Addiction is nothing to do with weakness. Addicts aren’t weak people. Addicts are victims of a particular nasty disease. This disease does not discriminate as it affects many people across a range of ages, cultural backgrounds, and genders. For people now in recovery, your body may now be free of what held you in your addiction for a long time but, inside your mind, the memory of it never quite goes away completely.
It would be great if there was a pill that would make you forget – forget the feelings that the alcohol or the drugs brought you and forget the pain and distress of the severe cravings you endured when you were without. But there isn’t a pill – there isn’t a cure. What there is though are treatments – personalised treatment programs which require commitment and determination for the rest of your life. It’s not easy – far from it – but it is manageable and there are plenty of people out there who want to help.
For every 10 people who have been through treatment, between 4 and 6 will relapse – sometimes after many years of sobriety or being clean. That’s when the problems start again – that resistance you’d previously built up to alcohol or drugs which meant you had to keep taking more and more has disappeared. It takes a lot less to achieve those feelings you craved than it did before when you were hooked. It’s that lack of resistance that make relapsing all the more dangerous.
Recognising and Handling Triggers
During your journey through detox and to sobriety, you will have worked with a therapist to identify the triggers that led you to use drugs in the first place.
The most common triggers of relapse can occur at any time. In the early stages of your journey, withdrawal symptoms and post-acute withdrawal symptoms such as anxiety, irritability, mood swings and poor sleep lead many people into relapse.

Entries provided:

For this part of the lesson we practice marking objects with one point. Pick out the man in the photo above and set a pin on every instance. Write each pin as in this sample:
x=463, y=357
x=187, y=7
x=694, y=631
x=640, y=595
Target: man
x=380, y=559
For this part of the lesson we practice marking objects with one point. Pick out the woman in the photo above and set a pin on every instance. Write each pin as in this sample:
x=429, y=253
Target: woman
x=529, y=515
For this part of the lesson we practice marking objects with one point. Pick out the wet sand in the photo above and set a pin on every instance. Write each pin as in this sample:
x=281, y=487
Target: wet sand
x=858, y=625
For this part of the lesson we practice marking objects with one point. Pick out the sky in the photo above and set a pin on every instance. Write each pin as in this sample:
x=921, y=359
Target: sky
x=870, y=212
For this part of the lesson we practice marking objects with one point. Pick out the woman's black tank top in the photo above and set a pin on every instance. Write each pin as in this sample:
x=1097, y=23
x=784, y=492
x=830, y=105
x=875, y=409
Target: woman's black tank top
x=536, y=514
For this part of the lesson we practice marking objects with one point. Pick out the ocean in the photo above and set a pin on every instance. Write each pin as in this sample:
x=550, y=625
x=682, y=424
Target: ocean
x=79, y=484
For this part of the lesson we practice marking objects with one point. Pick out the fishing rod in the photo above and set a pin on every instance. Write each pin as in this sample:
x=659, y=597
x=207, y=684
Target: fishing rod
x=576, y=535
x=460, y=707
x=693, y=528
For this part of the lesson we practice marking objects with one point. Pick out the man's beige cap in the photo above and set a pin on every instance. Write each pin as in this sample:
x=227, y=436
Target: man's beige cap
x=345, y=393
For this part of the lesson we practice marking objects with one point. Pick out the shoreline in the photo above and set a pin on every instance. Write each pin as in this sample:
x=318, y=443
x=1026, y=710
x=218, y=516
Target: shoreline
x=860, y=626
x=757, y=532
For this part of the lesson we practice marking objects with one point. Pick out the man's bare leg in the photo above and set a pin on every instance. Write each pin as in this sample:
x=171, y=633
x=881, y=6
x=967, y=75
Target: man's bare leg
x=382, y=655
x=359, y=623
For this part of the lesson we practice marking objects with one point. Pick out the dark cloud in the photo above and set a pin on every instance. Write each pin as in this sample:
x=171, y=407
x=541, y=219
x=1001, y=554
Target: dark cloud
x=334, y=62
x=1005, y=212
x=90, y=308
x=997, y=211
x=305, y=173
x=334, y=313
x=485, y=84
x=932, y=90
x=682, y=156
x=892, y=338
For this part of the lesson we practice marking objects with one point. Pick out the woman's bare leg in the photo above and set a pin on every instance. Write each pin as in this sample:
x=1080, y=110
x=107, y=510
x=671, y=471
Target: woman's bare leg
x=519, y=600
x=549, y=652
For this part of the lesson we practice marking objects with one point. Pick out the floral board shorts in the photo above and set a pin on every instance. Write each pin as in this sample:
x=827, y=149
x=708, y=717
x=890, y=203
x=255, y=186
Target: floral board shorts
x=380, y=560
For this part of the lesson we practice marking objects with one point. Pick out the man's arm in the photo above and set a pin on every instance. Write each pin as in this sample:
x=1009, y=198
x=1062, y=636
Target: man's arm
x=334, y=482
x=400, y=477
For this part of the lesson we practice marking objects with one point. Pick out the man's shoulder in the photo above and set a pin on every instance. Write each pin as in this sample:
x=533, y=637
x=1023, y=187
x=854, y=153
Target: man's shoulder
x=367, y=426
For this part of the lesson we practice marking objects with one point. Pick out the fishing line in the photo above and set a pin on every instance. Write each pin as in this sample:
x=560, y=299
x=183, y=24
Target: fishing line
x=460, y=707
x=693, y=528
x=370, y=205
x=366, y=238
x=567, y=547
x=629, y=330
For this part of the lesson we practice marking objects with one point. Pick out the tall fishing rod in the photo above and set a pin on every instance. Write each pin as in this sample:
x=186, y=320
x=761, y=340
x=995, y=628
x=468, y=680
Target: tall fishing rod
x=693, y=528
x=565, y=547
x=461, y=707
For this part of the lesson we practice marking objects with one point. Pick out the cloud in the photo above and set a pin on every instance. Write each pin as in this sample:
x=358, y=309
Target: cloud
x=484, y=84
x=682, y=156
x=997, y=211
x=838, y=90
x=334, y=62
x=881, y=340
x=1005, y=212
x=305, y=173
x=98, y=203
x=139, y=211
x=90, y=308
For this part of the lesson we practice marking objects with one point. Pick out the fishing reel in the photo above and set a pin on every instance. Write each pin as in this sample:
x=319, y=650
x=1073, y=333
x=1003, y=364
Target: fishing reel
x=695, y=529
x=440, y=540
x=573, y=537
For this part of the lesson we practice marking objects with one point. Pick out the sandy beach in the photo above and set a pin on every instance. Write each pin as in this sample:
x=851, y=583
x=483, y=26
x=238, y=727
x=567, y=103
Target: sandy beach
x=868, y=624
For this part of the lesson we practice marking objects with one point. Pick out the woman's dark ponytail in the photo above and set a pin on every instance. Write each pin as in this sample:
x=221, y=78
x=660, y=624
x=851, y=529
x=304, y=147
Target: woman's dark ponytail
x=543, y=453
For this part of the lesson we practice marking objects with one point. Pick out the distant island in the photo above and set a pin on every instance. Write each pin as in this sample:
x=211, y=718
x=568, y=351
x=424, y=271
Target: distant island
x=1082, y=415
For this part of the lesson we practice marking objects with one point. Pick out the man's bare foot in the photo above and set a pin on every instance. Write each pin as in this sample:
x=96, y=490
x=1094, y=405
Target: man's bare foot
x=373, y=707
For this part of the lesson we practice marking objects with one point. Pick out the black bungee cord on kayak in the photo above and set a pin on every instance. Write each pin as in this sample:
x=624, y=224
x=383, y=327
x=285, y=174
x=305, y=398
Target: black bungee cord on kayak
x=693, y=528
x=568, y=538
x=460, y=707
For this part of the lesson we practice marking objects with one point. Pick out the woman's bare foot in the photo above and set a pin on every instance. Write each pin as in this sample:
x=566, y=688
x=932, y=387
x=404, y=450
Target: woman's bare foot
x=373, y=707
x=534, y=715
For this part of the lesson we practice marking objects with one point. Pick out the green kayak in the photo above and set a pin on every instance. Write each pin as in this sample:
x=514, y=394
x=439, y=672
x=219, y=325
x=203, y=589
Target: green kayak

Problem 1:
Answer these from the addiction recovery text:
(a) Out of every 10 people who have been through treatment, how many relapse?
(b) With whom will you have worked to identify the triggers that first led you to use drugs?
(c) Which symptoms lead many people into relapse in the early stages?
Problem 2: Write the next part of the addiction recovery text, picking up after its last sentence.
The rows have nothing to do with the addiction recovery text.

Written response 1:
(a) Between 4 and 6.
(b) A therapist.
(c) Withdrawal symptoms and post-acute withdrawal symptoms such as anxiety, irritability, mood swings and poor sleep.

Written response 2:
Triggers can be associated with people and places. Friends who you spent time with whilst using drugs. Places that you visited to buy or use drugs will trigger thoughts and feelings and increase your craving for drugs.
Uncomfortable emotions, social isolation, and relationships that are stressful can all contribute towards a relapse. Pride and overconfidence can cause a relapse if you have convinced yourself that you don’t have a drug or alcohol problem and can handle resuming your old lifestyle.
Each individual will be more susceptible to some triggers rather than others. It is in your best interests to keep revisiting your past and remember which triggers are likely to lead you towards a relapse. Early recognition of a trigger and immediate action to seek help may prevent you from relapsing.
The Warning Signs of a Relapse
Relapse is described as a process rather than a single event. In order to understand relapse prevention, you must first understand the stages of relapse.
There are three distinct stages to relapsing – emotional, mental, and physical relapse. Relapse can start weeks or even months before the event of physical relapse. It is important to be self-aware and recognise this in yourself if any of these changes begin to occur.
During emotional relapse, you’re not thinking about using again. Your emotions and behaviours are however setting you up for a possible relapse in the future. Early warning signs include anxiety, intolerance and anger. You might experience mood swings and display a defensive attitude to others.
You may be socially isolated, stop attending meetings, and not ask for help. It is not unusual at this stage to have developed poor eating and sleep habits.
Relapse prevention at this stage means that you are recognising your emotional relapse and noticing your changing behaviour. You must remind yourself to seek help. If you’re feeling anxious, practice relaxation techniques. If you’re sleeping and eating habits have deteriorated, you must practice more self-care.
During a mental relapse, there is conflict going on in your head. Part of you wants to use drugs again but part of you doesn’t. In the early stages, you are just thinking about using. In the later stages, you’re thinking about how to resume using.
The signs of mental relapse include thinking about the people and places where you used to use. You might start socialising with friends who used to use. You might fantasise about using and glamorise your past. It becomes harder to make the right choices as the pull of the addiction becomes stronger.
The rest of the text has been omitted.